SET OF TASKS -
(1) In the piece on Brazil's UFO reports, what name did the 1986 incident receive in the history of ufology?
(2) From the piece on Brazil's UFO reports, return the passage starting with "Further details of" and going on through "shocked the country.".
(3) For each statement below, say yes or no depending on whether it agrees with the piece on Brazil's UFO reports, and quote the words that decide it: (a) The UFOs were sighted in four States. (b) One of the fighters reached the luminous objects. (c) The report can only be read at the National Archive headquarters in Brasilia.

EXCERPT PROVIDED -
::::

Doctor of Juridical Science (SJD) in International Law, Harvard University
Adapted from The Trenchant Observer, September 25, 2023
Brazil’s National Archives has decades of military reports on UFO incidents, some of which are extraordinary. These archives may be accessed on the Internet. They include audio recordings of pilots, interviews, and drawings, in addition to or as part of the military reports.1
Writing in El País, Naira Galarraga Gortázar reports from São Paulo that in Brazil belief in UFO’s is not unusual. She recounts how one group of Jair Bolsonaro’s supporters appealed to extraterrestrials to assist him in carrying out his coup attempt on January 8, 2023.2
She recounts the following extraordinary incident:
One day in May 1986, the Minister of the Brazilian Air Force, Lieutenant General Octávio Júlio Moreira Lima, summoned the press in Brasilia to report on the extraordinary events that occurred the previous Monday, which led him to order the deployment of five fighters. He sent them to chase and intercept 21 UFOs sighted by hundreds of civilian and military witnesses – and detected by radars – in four States. It was frantic hours. Unfortunately, none of the aircraft managed to reach the luminous objects, which were released with unthinkable breaks and speeds. The minister, who appeared with the five military pilots and air traffic controllers who monitored the sightings, promised a detailed report in a month. It took him much longer to see the light, but he saw it. Published many years later, anyone can read it because it is in the National Archive. You don’t even need to go to the headquarters in Brasilia. You can check it from any corner of the world with an internet connection.
She quotes Brazilian officials as explaining that they do not attack UFO’s because they don’t discern a threat, and because they don’t know how the aliens might respond if they were attacked.
Further details of the 1986 incident are stunning:
The most famous of the incidents with unidentified flying objects was that Monday in 1986, when 21 UFOs invaded Brazilian airspace. It entered the history of ufology as The Official Night of UFOs. The military report concluded the following, explained in its arid tone: “The phenomena are solid and reflect intelligence in a certain way, due to the ability to follow and maintain the distance of the observers, as well as to fly in formation, not necessarily manned,” the author wrote about a few hours that shocked the country.

::::

ENTRIES SHOWN -
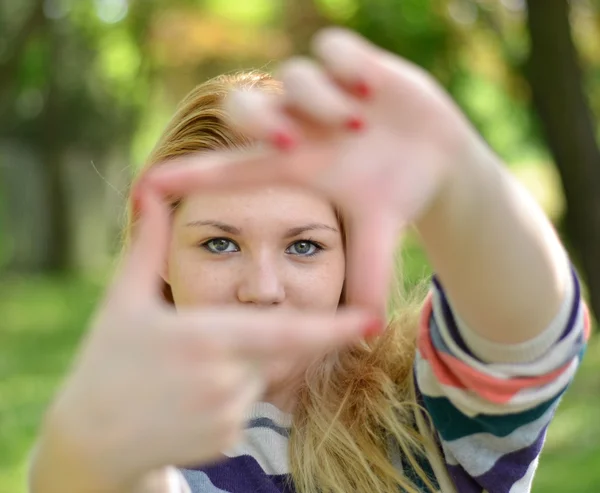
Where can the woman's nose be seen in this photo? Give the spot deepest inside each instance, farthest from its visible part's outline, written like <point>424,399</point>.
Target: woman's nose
<point>261,282</point>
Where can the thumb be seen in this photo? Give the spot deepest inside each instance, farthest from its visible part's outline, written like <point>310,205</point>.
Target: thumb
<point>372,240</point>
<point>139,278</point>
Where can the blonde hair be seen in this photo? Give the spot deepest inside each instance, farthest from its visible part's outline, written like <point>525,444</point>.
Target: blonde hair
<point>356,405</point>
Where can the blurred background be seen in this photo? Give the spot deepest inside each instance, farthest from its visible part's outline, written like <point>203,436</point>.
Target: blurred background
<point>87,85</point>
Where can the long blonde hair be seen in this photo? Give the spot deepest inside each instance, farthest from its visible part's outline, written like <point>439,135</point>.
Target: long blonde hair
<point>357,407</point>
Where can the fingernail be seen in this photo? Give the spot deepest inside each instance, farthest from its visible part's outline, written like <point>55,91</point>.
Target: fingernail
<point>283,140</point>
<point>363,90</point>
<point>355,124</point>
<point>373,328</point>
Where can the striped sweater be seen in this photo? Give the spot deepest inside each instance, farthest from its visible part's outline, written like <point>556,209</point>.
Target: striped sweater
<point>490,404</point>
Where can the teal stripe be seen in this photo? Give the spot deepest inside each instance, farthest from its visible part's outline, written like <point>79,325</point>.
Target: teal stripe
<point>452,424</point>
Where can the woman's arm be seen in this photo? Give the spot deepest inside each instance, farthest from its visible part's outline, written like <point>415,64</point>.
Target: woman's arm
<point>495,252</point>
<point>54,468</point>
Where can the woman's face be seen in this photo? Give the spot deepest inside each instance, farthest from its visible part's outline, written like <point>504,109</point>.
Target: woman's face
<point>270,248</point>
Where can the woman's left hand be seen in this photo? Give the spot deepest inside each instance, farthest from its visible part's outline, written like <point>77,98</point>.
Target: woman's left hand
<point>370,130</point>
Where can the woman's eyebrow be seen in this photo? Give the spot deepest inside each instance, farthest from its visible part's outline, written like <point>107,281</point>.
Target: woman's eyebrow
<point>228,228</point>
<point>308,227</point>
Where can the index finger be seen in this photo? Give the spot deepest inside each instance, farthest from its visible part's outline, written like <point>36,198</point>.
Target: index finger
<point>231,170</point>
<point>252,334</point>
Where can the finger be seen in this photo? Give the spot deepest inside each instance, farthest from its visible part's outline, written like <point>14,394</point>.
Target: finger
<point>372,240</point>
<point>254,335</point>
<point>259,115</point>
<point>139,277</point>
<point>350,59</point>
<point>312,94</point>
<point>227,170</point>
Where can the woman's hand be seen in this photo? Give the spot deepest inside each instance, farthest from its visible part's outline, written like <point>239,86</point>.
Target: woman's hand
<point>154,387</point>
<point>370,130</point>
<point>378,136</point>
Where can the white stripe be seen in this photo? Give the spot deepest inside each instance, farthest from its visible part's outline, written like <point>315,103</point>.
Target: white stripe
<point>471,404</point>
<point>554,358</point>
<point>478,453</point>
<point>199,482</point>
<point>530,350</point>
<point>268,447</point>
<point>523,485</point>
<point>456,351</point>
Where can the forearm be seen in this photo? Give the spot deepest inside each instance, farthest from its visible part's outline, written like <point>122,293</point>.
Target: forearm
<point>496,253</point>
<point>57,466</point>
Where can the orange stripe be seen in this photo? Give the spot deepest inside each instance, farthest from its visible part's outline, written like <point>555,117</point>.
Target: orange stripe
<point>444,375</point>
<point>452,372</point>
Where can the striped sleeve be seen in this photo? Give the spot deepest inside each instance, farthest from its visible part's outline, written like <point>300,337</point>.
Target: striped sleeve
<point>490,403</point>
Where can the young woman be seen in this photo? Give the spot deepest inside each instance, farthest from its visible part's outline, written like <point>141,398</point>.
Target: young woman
<point>240,348</point>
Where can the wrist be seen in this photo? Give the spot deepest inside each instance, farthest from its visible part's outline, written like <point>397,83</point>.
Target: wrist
<point>462,192</point>
<point>62,463</point>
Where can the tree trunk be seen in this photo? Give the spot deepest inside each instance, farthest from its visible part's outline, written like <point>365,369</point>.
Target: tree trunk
<point>556,80</point>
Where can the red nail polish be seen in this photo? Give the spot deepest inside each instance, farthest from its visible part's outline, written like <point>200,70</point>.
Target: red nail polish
<point>355,124</point>
<point>283,141</point>
<point>363,90</point>
<point>374,328</point>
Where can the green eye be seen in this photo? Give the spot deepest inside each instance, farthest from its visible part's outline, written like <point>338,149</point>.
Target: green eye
<point>220,245</point>
<point>304,248</point>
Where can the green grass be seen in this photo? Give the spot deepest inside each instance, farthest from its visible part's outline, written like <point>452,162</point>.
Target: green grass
<point>44,319</point>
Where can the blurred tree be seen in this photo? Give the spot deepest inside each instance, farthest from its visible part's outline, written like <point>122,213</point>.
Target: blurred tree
<point>558,94</point>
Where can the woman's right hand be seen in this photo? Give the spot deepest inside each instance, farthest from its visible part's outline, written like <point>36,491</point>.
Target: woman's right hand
<point>153,386</point>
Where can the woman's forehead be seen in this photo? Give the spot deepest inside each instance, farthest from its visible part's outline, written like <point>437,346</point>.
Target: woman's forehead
<point>284,204</point>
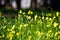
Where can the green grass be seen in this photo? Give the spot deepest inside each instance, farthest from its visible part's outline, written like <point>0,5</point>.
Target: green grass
<point>31,25</point>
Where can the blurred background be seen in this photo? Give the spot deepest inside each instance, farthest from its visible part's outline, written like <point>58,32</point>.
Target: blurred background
<point>30,4</point>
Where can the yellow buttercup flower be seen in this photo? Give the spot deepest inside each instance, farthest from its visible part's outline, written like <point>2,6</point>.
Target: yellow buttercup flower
<point>55,24</point>
<point>3,35</point>
<point>17,33</point>
<point>49,14</point>
<point>54,17</point>
<point>43,17</point>
<point>57,13</point>
<point>46,18</point>
<point>13,27</point>
<point>50,19</point>
<point>29,37</point>
<point>30,12</point>
<point>35,17</point>
<point>28,17</point>
<point>38,33</point>
<point>4,27</point>
<point>20,11</point>
<point>25,25</point>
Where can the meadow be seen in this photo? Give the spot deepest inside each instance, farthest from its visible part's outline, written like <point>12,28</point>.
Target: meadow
<point>31,25</point>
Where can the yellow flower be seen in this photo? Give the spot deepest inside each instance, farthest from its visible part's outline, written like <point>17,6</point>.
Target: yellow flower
<point>57,13</point>
<point>59,27</point>
<point>20,11</point>
<point>30,37</point>
<point>0,36</point>
<point>54,17</point>
<point>13,27</point>
<point>3,35</point>
<point>43,17</point>
<point>17,34</point>
<point>48,25</point>
<point>46,18</point>
<point>30,12</point>
<point>49,14</point>
<point>50,31</point>
<point>4,27</point>
<point>38,32</point>
<point>35,17</point>
<point>25,25</point>
<point>28,17</point>
<point>55,24</point>
<point>12,31</point>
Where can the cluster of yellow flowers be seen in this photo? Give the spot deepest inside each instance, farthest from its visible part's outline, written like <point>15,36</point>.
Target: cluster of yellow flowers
<point>29,26</point>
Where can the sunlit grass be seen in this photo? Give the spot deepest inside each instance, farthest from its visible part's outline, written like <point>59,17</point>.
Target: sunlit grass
<point>30,26</point>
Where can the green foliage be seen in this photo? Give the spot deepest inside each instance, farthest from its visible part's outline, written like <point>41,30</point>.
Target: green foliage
<point>30,26</point>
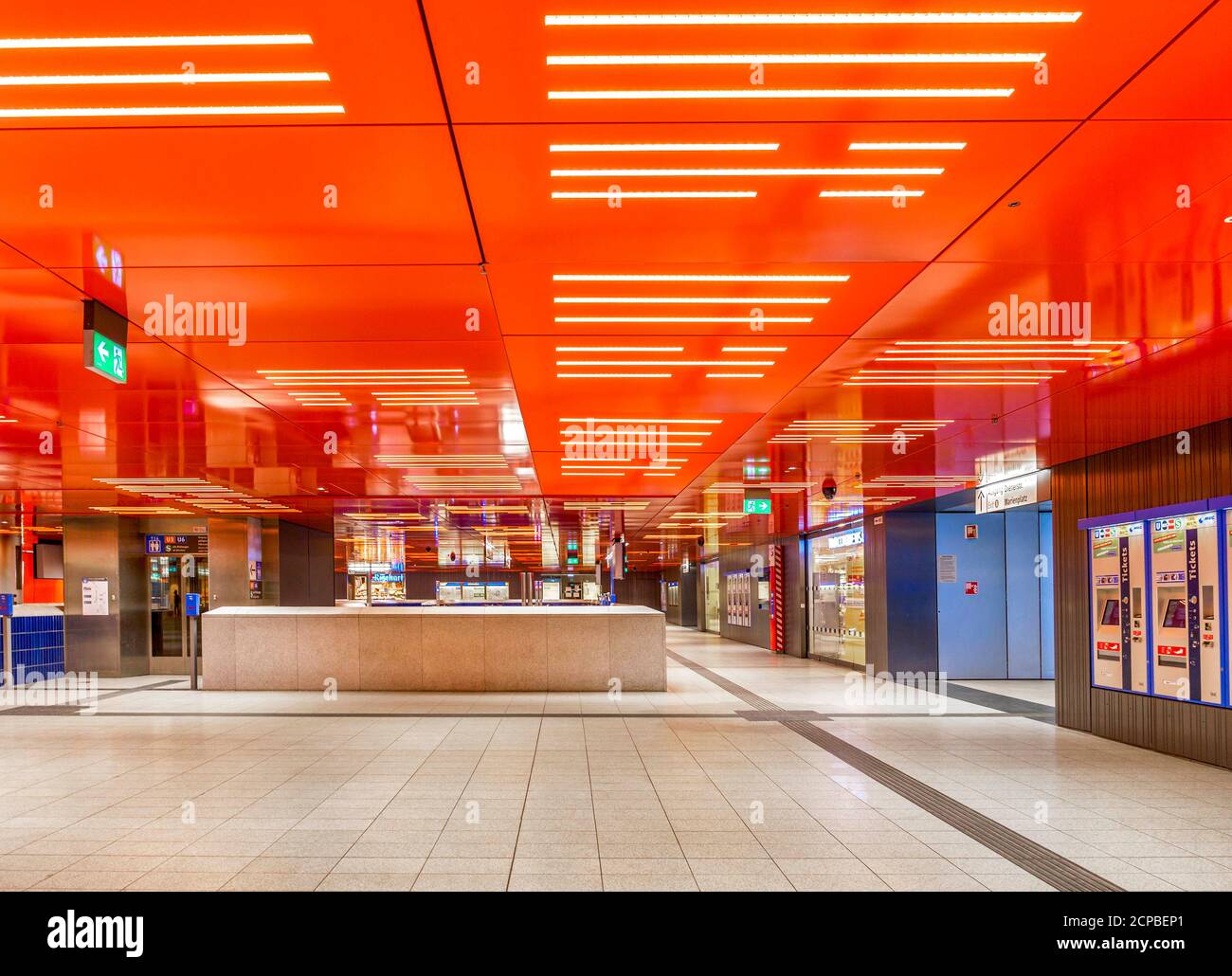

::::

ANSWERS TO THE EXERCISES -
(1) The Official Night of UFOs.

(2)
Further details of the 1986 incident are stunning:
The most famous of the incidents with unidentified flying objects was that Monday in 1986, when 21 UFOs invaded Brazilian airspace. It entered the history of ufology as The Official Night of UFOs. The military report concluded the following, explained in its arid tone: “The phenomena are solid and reflect intelligence in a certain way, due to the ability to follow and maintain the distance of the observers, as well as to fly in formation, not necessarily manned,” the author wrote about a few hours that shocked the country.

(3)
(a) Yes: "21 UFOs sighted by hundreds of civilian and military witnesses – and detected by radars – in four States."
(b) No: "none of the aircraft managed to reach the luminous objects"
(c) No: "You don’t even need to go to the headquarters in Brasilia."